_TASK REQUIREMENTS_: Put the lines below into a numbered list, leaving out any blank lines.

━━━ DATASET EXTRACT ━━━

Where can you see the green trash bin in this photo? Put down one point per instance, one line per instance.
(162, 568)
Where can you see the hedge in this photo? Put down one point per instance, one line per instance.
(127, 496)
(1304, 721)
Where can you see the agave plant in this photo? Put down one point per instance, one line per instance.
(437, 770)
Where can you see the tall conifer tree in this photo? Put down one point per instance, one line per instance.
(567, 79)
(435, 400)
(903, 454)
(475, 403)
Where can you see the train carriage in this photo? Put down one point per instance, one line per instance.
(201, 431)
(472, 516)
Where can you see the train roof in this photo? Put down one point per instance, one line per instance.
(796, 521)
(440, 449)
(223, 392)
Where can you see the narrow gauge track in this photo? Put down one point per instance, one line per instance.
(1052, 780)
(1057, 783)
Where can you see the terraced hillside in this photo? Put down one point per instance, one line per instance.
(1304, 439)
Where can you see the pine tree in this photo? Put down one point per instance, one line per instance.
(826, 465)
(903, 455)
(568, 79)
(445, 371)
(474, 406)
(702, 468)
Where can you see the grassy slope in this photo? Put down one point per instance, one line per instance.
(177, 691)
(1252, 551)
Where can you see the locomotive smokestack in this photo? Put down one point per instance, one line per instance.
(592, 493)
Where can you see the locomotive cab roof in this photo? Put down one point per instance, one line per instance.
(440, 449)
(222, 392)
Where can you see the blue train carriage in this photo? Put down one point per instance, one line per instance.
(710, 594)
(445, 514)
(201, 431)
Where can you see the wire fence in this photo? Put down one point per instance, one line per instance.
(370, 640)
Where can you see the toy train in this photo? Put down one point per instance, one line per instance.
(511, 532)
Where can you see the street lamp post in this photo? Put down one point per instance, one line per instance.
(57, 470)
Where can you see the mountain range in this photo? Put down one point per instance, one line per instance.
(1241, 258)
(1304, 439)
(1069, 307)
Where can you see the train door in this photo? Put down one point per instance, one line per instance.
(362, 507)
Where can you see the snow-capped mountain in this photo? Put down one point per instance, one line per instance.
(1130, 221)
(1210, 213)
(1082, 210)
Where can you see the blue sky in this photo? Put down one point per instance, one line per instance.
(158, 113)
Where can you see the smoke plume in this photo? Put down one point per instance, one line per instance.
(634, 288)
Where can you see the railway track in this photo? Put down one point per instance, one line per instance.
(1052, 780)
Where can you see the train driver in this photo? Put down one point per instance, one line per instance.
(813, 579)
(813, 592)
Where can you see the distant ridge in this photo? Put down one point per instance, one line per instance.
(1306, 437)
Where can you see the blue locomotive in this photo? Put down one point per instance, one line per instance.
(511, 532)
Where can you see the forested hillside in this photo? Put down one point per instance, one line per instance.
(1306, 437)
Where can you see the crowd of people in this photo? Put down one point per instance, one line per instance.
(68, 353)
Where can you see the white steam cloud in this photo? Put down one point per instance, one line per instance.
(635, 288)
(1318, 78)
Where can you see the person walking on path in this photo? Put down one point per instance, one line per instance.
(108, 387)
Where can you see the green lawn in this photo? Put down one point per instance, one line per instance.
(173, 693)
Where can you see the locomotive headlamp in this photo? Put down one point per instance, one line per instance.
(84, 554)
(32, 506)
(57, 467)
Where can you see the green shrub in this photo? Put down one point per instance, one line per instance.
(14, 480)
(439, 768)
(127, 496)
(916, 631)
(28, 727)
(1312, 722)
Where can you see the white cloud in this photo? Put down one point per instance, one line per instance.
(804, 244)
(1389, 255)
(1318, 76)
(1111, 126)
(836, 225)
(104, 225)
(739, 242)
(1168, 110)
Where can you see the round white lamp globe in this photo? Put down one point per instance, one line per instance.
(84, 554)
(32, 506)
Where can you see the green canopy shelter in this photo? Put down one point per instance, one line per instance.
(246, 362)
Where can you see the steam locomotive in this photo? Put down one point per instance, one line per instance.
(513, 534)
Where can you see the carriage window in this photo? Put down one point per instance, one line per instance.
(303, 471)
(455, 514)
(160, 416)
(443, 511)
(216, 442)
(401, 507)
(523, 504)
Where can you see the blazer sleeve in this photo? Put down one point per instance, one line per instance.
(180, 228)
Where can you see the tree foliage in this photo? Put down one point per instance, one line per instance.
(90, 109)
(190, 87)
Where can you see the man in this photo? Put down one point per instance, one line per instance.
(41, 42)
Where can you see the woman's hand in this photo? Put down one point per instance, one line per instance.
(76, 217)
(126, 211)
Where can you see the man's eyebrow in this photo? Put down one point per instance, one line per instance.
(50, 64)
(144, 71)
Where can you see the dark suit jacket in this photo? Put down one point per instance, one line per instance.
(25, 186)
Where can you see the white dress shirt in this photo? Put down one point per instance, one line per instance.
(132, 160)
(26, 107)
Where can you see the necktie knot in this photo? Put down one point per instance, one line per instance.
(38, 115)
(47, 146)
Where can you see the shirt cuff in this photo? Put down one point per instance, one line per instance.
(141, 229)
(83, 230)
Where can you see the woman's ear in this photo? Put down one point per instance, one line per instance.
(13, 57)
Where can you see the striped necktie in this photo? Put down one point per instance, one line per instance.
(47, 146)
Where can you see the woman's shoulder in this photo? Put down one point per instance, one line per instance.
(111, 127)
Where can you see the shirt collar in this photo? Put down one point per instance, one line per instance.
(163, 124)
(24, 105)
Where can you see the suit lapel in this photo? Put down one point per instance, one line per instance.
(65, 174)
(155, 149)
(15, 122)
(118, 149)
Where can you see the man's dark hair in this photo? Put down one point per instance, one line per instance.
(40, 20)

━━━

_PROBLEM SOLUTION_:
1. Where can you see the green trash bin in this photo? Put down one point per instance, one line per instance.
2. (162, 568)
3. Where can you see the hedge in this photo? Put down one point per instance, one line per instance.
4. (127, 496)
5. (1304, 721)
6. Where can you see the agave plant in this photo? Put down one point per instance, one line per instance.
7. (437, 770)
8. Where can you see the tall conifer tree in this photo? Put down one point per instance, one line per instance.
9. (567, 79)
10. (435, 400)
11. (903, 454)
12. (475, 403)
13. Where can you see the train carriage in this photo? Put down one point per instance, one line per instance.
14. (201, 431)
15. (472, 516)
16. Where can you see the train roof in this photo? Put down one point per instance, one line per instance.
17. (796, 521)
18. (440, 449)
19. (223, 392)
20. Where can you see the narrow gauge track in this photo? Put down one point per instance, one line per instance.
21. (1052, 780)
22. (1057, 783)
23. Where can you see the terraced hillside in this photo? Put down one point per instance, one line per instance.
24. (1304, 439)
25. Where can you see the pine tree in this photo? Put down one point per instance, one line per instance.
26. (826, 465)
27. (903, 455)
28. (568, 79)
29. (445, 371)
30. (474, 406)
31. (702, 468)
32. Where can you see the grassy slope in this photo? Put down one point per instance, one line per instance.
33. (177, 691)
34. (1252, 551)
35. Where can you see the locomotive smokestack in this photo? Put down one point per instance, one line per instance.
36. (592, 493)
37. Where can you see the locomotive cab roof in this photo? Put down one point per instance, one line per instance.
38. (440, 449)
39. (222, 392)
40. Where can you see the blue train carriage in this photo? Put down one point per instance, one line per instance.
41. (710, 594)
42. (445, 514)
43. (201, 431)
44. Where can you see the wire fence in this photo? Put down one point per instance, one line per instance.
45. (370, 640)
46. Where can you see the toy train in this photo? Put down one point per instance, one line per instance.
47. (511, 532)
48. Where can you see the street lamp post in this photo? Put down one point per instance, one line per instance.
49. (57, 470)
50. Where can you see the mountain range in this photo? Put down one point per instance, one line per instance.
51. (1241, 258)
52. (1304, 439)
53. (1069, 307)
54. Where can you see the train door in this photo? Put down one point per instance, one line per instance.
55. (362, 507)
56. Where can you see the snow-capped mountain in this photo? Put down one point per instance, one line per instance.
57. (1130, 221)
58. (1210, 213)
59. (1082, 210)
60. Where can you see the blue sky in this photo? Put down one point per instance, one line per instance.
61. (158, 113)
62. Where can you see the smoke plume in this photo? Put down one point per instance, one line per instance.
63. (634, 288)
64. Where can you see the railway track in this photo? Put down one point per instance, one line per instance.
65. (1052, 780)
66. Where can you see the train driver in this photo? Put down one point per instance, one line per instance.
67. (813, 579)
68. (813, 592)
69. Where can you see the distant ridge in this photo? Put down one point per instance, one line per instance.
70. (1306, 437)
71. Where can you see the blue locomotive in this photo? Put down one point per instance, one line per instance.
72. (511, 532)
73. Where can you see the forested hillside in this photo? Put down one point per instance, one line per instance.
74. (1306, 437)
75. Where can you see the crowd of people in this photo? Put down one point per instance, one line per instance.
76. (68, 353)
77. Where can you see the white steam cloud in this photo? Put down one point per instance, one line per instance.
78. (635, 288)
79. (1318, 78)
80. Where can you see the person walking on path in this photo? Put down one point per instance, one line per instance.
81. (108, 387)
82. Where can you see the green lawn in this photo? Put down one point per instance, one line per instance.
83. (173, 693)
84. Where can you see the locomotive headlamp in this photo? Put down one point per instance, one line per instance.
85. (84, 554)
86. (32, 506)
87. (57, 467)
88. Where can you see the green shrub in this photo? Put down one point per instance, one line per instance.
89. (14, 480)
90. (439, 768)
91. (127, 496)
92. (916, 631)
93. (28, 727)
94. (1312, 722)
95. Where can you see the white cloud in this photo? Put down one point per instance, one line per instance.
96. (804, 244)
97. (1389, 255)
98. (1318, 76)
99. (1111, 126)
100. (836, 225)
101. (104, 225)
102. (739, 242)
103. (1168, 110)
104. Where can you see the round white lamp globe in this photo? Put down one point per instance, one line per instance.
105. (84, 554)
106. (32, 506)
107. Where can you see the green canopy shelter in this photo? Put down one point per instance, one line per instance.
108. (246, 362)
109. Where can you see the steam locomotive in this photo? Put down one point per instance, one line per instance.
110. (513, 534)
111. Where can you see the carriage window in this photo? Put down one point per instance, one line per instance.
112. (303, 471)
113. (455, 514)
114. (160, 416)
115. (443, 511)
116. (216, 442)
117. (401, 507)
118. (523, 504)
119. Where can you see the blazer sleeve in this photo? Put down one point per instance, one line per instance.
120. (180, 228)
121. Where can you see the tree foliage in this photo? Put down one point per instance, one line per instance.
122. (90, 109)
123. (190, 87)
124. Where can you see the man in this photo? Put down one point per instance, one line per instance.
125. (41, 42)
126. Where can you see the woman's hand in this photo? Put down one point per instance, one line per instance.
127. (76, 217)
128. (126, 211)
129. Where can you see the man's eyebrow in this photo? Put down one point per instance, one line per instance.
130. (50, 64)
131. (144, 71)
132. Where can you see the dark suit jacket in this photo? Put down one point per instance, one line per instance.
133. (25, 186)
134. Where can you see the white dress shirt in this photo? Put down one point per instance, one line per instance.
135. (132, 160)
136. (26, 107)
137. Where can you see the necktie knot in this photo? Put down one point per instance, one line per instance.
138. (38, 115)
139. (47, 146)
140. Where can you see the shirt cuff in this photo? Put down one point per instance, one line per instance.
141. (141, 229)
142. (83, 230)
143. Where can you see the woman's ear in this photo? Put down one point per instance, one line per instance.
144. (13, 57)
145. Where can you see the striped necktie in this photo? Put down one point per instance, one line per instance.
146. (47, 146)
147. Where can you see the woman's shoulder in this photo? Put down one point per instance, one line per instance.
148. (111, 127)
149. Where can you see the shirt collar in this photo? Put down one point per instance, one line per instance.
150. (163, 124)
151. (24, 105)
152. Where can you see the suit lapel in this photo? Put down one point per instance, one line per instance.
153. (65, 174)
154. (155, 149)
155. (15, 122)
156. (118, 149)
157. Where can you see the man's dark hair in this photo? Put down one point per instance, one line per instance.
158. (40, 20)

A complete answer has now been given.